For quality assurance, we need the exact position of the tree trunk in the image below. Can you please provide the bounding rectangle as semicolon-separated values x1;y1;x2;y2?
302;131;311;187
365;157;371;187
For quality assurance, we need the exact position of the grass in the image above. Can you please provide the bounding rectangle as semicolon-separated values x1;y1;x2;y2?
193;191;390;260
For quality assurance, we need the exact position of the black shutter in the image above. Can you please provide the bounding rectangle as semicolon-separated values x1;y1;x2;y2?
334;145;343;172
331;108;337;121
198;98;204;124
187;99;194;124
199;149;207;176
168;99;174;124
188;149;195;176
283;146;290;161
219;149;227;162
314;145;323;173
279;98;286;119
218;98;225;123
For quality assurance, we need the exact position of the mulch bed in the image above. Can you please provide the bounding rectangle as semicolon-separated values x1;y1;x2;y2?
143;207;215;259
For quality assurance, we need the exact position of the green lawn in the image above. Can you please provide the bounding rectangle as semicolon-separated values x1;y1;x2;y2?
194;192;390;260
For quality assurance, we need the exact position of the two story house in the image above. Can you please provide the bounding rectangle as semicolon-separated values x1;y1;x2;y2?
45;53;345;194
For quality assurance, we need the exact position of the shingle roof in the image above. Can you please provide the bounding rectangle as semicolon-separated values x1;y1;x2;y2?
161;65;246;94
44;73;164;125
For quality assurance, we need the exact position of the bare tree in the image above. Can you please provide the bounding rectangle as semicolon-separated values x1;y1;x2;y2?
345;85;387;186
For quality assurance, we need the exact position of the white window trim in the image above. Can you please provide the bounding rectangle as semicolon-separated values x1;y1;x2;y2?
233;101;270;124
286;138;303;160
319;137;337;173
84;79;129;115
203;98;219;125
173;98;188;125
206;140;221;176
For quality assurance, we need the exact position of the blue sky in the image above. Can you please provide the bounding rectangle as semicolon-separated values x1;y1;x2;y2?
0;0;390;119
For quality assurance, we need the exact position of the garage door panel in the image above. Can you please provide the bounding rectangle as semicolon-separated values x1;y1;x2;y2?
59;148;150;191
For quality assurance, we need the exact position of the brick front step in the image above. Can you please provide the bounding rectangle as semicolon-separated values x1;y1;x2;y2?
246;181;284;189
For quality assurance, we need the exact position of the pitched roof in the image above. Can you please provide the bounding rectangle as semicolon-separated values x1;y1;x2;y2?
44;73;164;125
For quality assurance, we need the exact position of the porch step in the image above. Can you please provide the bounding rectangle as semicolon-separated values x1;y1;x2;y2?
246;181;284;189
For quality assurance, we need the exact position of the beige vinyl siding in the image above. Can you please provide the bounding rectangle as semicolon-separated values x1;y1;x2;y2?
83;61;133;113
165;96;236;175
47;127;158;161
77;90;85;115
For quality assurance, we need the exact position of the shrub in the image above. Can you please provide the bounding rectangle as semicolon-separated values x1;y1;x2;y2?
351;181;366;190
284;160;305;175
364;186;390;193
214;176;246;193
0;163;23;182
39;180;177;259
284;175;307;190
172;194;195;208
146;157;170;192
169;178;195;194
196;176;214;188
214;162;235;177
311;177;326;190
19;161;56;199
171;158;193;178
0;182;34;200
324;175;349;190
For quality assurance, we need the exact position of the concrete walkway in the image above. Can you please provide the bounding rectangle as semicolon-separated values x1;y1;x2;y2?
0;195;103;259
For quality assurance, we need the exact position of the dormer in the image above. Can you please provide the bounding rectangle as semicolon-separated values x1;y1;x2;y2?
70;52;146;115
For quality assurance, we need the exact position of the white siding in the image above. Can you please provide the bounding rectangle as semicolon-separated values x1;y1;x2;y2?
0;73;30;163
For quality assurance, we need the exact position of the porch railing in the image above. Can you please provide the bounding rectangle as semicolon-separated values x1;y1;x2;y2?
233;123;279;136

####

Do this:
Copy out the rows from the line containing "For quality assurance, we need the exact position of the beige" through the line containing "324;175;349;190", putting "hedge" in place of "shrub" and keeping everything else as it is.

Output below:
For quality assurance, we need the exact position of the beige vinyl siding in the image above. Can you please provide the bounding rectangle as semicolon-separated values x1;y1;x2;y2?
83;61;133;113
165;96;236;175
47;127;158;161
77;90;85;115
For quality assurance, we need the exact position of the hedge in the image above. Can you please provide the bounding rectangle as semicolon-separated values x1;y1;x2;y2?
351;181;366;190
284;160;305;175
364;186;390;193
214;176;246;193
0;163;23;182
39;180;177;259
284;175;307;190
172;194;195;208
146;157;170;192
169;178;195;194
196;176;214;188
214;162;235;177
311;177;326;190
19;161;56;199
171;158;193;178
0;182;34;200
324;175;349;190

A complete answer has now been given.